Brief
Gather every line of the material below that contains the string "drone". Copy each one in full, in the order it appears.
--- --- ---
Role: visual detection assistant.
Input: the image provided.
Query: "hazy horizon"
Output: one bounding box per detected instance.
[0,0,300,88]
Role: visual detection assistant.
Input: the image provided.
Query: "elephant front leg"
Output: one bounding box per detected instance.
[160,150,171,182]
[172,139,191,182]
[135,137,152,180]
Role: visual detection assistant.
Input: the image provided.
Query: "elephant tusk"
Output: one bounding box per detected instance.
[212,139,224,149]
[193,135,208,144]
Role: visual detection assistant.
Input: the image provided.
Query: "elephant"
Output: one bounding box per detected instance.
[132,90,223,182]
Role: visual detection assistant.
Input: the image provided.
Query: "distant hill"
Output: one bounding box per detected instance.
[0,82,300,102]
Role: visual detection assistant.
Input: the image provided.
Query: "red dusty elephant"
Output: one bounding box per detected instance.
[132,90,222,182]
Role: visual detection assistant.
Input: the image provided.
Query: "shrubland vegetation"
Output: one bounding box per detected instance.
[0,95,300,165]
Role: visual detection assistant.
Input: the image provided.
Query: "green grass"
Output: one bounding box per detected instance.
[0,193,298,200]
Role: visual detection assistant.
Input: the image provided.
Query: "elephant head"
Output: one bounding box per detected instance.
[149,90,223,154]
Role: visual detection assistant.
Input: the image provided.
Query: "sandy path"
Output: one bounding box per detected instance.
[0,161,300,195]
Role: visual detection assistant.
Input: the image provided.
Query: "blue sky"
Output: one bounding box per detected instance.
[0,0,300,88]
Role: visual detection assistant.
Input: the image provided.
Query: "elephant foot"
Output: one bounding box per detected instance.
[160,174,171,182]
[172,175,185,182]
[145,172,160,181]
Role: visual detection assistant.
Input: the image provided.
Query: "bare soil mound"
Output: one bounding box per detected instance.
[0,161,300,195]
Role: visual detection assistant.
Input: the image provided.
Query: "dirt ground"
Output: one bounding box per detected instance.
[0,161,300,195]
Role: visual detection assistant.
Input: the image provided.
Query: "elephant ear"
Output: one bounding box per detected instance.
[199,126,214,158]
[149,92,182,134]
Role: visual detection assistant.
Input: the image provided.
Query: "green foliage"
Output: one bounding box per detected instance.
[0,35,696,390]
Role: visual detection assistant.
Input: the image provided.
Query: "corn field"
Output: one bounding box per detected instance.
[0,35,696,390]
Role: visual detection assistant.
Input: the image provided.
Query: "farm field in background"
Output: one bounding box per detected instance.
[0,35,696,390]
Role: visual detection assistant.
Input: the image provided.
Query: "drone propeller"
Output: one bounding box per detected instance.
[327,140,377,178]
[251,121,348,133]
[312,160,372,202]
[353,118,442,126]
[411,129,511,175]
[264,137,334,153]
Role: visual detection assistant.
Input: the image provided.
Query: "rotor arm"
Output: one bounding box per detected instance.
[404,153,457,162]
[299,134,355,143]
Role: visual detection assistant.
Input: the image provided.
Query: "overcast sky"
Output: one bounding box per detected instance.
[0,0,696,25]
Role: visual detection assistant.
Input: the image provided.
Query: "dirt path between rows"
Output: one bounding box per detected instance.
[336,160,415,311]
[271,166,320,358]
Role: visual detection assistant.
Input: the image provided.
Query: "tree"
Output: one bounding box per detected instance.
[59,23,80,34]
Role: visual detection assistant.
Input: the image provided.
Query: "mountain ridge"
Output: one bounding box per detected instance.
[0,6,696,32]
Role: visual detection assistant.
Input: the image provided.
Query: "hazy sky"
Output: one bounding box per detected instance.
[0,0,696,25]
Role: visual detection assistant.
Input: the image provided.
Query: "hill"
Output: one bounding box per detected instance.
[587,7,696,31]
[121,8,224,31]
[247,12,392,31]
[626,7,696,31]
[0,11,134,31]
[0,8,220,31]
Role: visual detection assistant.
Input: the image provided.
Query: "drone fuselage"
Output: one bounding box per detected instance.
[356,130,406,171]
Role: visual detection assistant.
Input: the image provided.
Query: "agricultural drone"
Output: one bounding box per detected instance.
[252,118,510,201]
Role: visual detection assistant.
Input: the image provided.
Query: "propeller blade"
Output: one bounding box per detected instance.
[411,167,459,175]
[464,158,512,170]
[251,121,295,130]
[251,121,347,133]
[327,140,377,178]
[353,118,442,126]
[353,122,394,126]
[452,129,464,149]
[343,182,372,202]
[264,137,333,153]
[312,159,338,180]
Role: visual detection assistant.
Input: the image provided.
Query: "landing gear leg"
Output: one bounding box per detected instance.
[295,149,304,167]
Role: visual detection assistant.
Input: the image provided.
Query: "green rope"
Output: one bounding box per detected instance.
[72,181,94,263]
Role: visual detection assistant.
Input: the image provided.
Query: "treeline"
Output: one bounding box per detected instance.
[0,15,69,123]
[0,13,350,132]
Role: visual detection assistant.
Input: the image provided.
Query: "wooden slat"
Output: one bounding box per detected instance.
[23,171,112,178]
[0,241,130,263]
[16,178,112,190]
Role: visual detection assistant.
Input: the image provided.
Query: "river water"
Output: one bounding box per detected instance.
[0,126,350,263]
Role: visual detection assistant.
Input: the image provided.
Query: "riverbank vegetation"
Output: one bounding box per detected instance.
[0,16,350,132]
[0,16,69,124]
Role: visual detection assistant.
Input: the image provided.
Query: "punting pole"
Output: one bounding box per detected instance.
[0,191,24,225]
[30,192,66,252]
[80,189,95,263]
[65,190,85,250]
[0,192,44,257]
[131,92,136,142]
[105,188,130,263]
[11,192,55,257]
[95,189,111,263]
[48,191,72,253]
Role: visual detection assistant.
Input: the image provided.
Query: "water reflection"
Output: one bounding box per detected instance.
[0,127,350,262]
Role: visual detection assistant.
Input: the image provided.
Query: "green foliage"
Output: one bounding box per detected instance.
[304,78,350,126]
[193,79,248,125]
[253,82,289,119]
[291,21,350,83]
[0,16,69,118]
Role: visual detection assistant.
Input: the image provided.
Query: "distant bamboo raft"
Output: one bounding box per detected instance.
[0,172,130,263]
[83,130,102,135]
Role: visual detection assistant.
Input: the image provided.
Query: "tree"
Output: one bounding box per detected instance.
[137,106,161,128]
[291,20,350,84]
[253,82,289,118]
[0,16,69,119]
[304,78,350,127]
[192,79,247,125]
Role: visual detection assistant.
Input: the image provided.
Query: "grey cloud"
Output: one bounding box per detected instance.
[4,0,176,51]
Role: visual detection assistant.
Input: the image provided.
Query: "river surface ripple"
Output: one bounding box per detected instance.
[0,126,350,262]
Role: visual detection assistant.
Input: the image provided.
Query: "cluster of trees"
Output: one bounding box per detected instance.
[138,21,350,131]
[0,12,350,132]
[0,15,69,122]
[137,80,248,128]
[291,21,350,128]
--- --- ---
Full answer
Query: "drone propeller"
Query: "drone fuselage"
Query: "agricultural drone"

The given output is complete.